**Natural language region descriptions**.
------------------------------------

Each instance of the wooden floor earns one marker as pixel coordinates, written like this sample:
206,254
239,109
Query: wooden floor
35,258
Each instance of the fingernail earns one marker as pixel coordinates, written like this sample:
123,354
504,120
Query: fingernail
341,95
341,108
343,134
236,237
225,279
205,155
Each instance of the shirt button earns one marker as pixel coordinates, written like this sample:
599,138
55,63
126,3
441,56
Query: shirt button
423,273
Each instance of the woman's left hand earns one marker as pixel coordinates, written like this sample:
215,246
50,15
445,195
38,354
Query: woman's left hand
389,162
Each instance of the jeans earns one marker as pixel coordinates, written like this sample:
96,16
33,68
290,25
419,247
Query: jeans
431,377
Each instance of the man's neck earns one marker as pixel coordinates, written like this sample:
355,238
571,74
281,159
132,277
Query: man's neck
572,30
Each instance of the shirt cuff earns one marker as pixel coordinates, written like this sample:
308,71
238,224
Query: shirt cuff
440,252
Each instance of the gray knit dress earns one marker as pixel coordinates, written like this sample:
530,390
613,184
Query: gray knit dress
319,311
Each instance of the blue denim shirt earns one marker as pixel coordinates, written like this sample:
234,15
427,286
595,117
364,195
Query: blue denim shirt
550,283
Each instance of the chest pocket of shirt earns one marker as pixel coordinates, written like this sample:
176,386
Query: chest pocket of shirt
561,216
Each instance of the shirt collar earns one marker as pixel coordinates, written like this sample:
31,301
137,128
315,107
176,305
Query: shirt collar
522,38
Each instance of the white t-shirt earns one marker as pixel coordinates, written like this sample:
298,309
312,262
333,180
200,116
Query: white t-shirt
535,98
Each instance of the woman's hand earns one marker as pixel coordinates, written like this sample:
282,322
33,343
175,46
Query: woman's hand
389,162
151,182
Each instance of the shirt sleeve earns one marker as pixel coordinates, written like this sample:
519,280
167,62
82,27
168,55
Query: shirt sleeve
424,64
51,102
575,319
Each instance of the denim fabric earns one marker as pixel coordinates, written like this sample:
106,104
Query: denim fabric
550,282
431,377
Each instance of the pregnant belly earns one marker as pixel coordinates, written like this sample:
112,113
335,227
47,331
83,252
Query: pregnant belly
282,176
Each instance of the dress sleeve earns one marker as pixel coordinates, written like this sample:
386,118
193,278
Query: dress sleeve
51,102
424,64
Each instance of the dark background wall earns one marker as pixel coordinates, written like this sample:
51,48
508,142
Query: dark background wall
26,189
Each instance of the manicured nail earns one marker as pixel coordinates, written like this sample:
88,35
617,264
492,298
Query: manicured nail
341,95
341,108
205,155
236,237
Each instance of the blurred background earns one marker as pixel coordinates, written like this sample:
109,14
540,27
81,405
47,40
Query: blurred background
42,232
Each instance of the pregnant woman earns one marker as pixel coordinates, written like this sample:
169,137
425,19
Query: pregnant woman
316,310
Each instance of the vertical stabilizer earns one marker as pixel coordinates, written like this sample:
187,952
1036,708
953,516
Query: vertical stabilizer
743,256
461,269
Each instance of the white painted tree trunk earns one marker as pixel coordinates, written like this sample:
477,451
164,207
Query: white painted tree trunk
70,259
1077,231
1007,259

------------------------------------

**Your objective**. Please return the data above exactly as given.

**Exercise solution**.
Each instance of the wooden floor earns one marker as pixel coordinates, written like this sample:
206,254
239,109
Query: wooden floor
35,258
Each instance of the fingernail earns one marker as pixel coordinates, written like this sample:
123,354
504,120
Query: fingernail
341,95
341,108
343,134
236,237
225,279
205,155
Each instance of the shirt button earns one marker as pixel coordinates, written like this sample:
599,138
55,63
126,3
441,56
Query: shirt button
423,273
Each instance of the woman's left hand earns one marker as pixel coordinates, written like this sample:
215,246
50,15
445,195
38,354
Query: woman's left hand
389,162
Each instance of the jeans earns one marker as pixel coordinates, written like this sample:
96,16
33,68
290,25
419,247
Query: jeans
431,377
Each instance of the man's neck earns one marker as pixel coordinates, written like this sample:
355,238
571,74
281,159
132,277
Query: man's neck
572,30
Each instance of the shirt cuff earns one marker as pixel coordinates, written like this sample:
308,71
238,224
Query: shirt cuff
440,252
Each instance of the gray knit dress earns one marker as pixel coordinates, written like this sample:
530,390
613,184
Query: gray knit dress
319,311
Each instance of the blue denim shirt earns one marker as pixel coordinates, written like this sample:
234,15
427,286
595,117
364,195
Query: blue denim shirt
550,283
Each instance of the chest pocket of shirt earns one marker as pixel coordinates, written like this sample:
176,386
Query: chest pocket of shirt
561,216
Each instance of the shirt collar earns one marker as pixel coordinates, written like this sample:
31,301
137,128
315,107
176,305
Query: shirt collar
522,38
Each instance of the white t-shirt earns one marker as pixel coordinates, written like this sample:
298,309
312,262
333,180
200,116
Query: white t-shirt
535,98
Each instance of the woman's hand earns one marker as pixel coordinates, written like this sample:
282,322
33,343
175,46
Query: woman's hand
389,162
151,182
Each instance of the shirt sleeve earns one marker as pixel coordinates, written like this sample:
519,280
167,62
82,27
168,55
Query: shirt sleeve
424,64
51,102
575,319
Each instance of the denim fabric earns one marker as pixel coordinates, written like this sample:
106,104
Query: denim fabric
550,282
431,377
Each instance of the pregnant belly earns one marker as pixel coordinates, written like this sample:
112,113
335,227
47,331
83,252
Query: pregnant belly
282,176
Each instance of the dress sleeve earns one marker as pixel coordinates, written like this sample:
386,118
193,278
Query: dress sleeve
51,102
424,64
Each instance of the dark background wall earns one marker as pixel coordinates, written like this sample:
51,48
508,142
Query: dark background wall
26,189
Each instance of the manicured nail earns one marker as pixel coordinates, written like this sample:
88,35
617,264
492,298
Query: manicured nail
341,95
341,108
205,155
236,237
Each instance of the blurred background earns one marker as pixel coordinates, written like this sample:
109,14
540,27
81,405
47,40
Query: blurred background
42,232
Each instance of the pregnant woman earns one marker as pixel coordinates, written like this sample:
169,137
425,19
Query: pregnant woman
316,310
Each instance of the vertical stabilizer earns one marker as pixel coordinates, written like this sample:
187,952
1036,708
953,516
Query: vertical stabilizer
743,256
461,269
Each instance of the white painted tree trunk earns one marker as pixel coordinates, written like this sample:
477,451
164,207
Query: white painted tree trunk
70,259
1077,231
1007,259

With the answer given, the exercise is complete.